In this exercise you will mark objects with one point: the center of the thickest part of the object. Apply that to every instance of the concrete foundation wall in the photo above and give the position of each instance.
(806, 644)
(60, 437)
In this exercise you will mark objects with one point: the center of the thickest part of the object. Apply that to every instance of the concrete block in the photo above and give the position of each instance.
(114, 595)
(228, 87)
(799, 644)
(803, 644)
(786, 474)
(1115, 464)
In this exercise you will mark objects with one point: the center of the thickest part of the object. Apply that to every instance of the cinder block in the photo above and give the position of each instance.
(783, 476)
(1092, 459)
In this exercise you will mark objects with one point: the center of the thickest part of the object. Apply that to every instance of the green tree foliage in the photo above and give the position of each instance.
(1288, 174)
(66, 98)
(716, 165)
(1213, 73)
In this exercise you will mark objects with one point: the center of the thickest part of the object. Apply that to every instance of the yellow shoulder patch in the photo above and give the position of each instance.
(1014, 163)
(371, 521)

+ + + +

TASK DIRECTIONS: Repeat the records between the line holding "the concrete block" and the end of the records, inclusive, with no change to any line.

COMPLETE OUTPUT:
In this exercise you will mark objects with one point: the center of the thickest part of the object. Apply that to every instance of the concrete block in the photo above and give the position of each instance.
(114, 595)
(228, 87)
(799, 644)
(803, 644)
(786, 474)
(1115, 464)
In this exercise you will mark objects with one point: the center of the thickest part of the object. Apply that to every instance of the cinder block in the photo above and give the position of each instance.
(783, 476)
(1092, 459)
In this exercise you will mark objects with one point: the center of the thickest part of the object. Apply that to every instance of the green tree foliage in the photo above and give the position of each instance.
(1288, 174)
(66, 98)
(716, 165)
(1213, 73)
In this exercise you will mark objects with one point: the center of the thickest part of the object. Apply that to every instance of the yellow shoulder patch in the photo above and give the position of each instance.
(1014, 163)
(371, 521)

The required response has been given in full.